Supplied information:
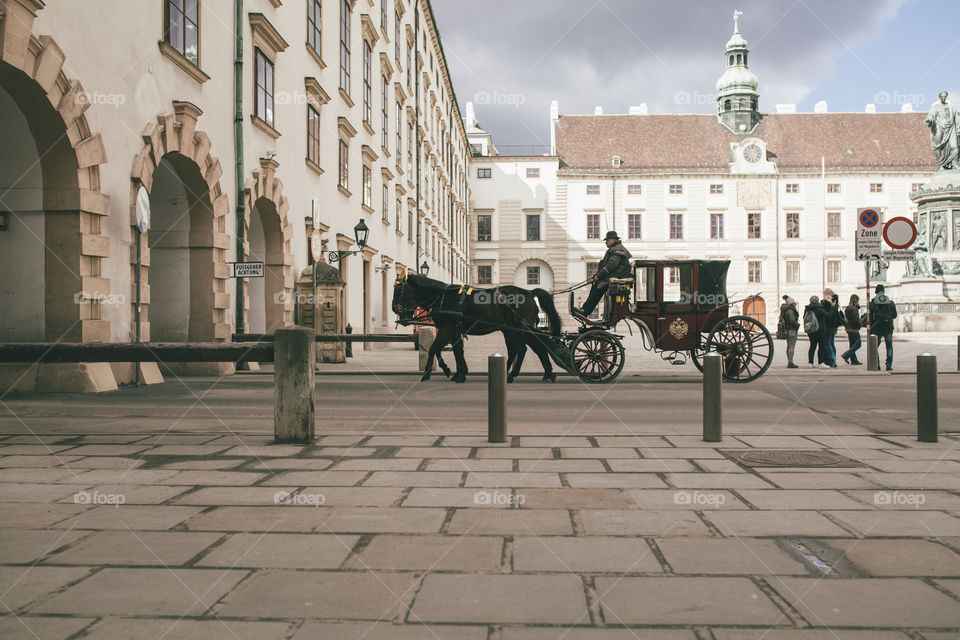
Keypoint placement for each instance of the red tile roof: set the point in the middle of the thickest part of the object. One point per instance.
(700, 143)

--

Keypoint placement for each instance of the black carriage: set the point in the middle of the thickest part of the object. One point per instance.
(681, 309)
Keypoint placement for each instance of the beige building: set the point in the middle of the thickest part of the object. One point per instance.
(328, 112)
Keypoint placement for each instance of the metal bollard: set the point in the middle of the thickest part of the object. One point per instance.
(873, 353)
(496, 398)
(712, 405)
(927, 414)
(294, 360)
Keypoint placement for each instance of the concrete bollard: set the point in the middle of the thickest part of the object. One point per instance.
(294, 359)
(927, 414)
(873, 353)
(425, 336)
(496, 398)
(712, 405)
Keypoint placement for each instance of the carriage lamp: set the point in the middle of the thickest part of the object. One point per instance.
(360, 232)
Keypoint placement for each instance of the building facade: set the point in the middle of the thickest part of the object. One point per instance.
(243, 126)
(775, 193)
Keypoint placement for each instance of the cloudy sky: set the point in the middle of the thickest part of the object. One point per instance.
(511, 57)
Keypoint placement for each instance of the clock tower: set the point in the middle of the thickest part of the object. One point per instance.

Given problem: Rewrite the lines from the one containing "Keypoint placement for each instance of the cloudy" through the one containing "Keypoint placement for each instance of the clock", substituting "overcast" for "cloudy" and leaving everything else unchanged.

Final answer:
Keypoint placement for each instance of the overcast sky: set the point in the middle of the thickest part of the object. One point per instance.
(511, 57)
Keypoint placement for each instance of the clock tower: set the point in the middle of the thickest part of the object. One point per instance.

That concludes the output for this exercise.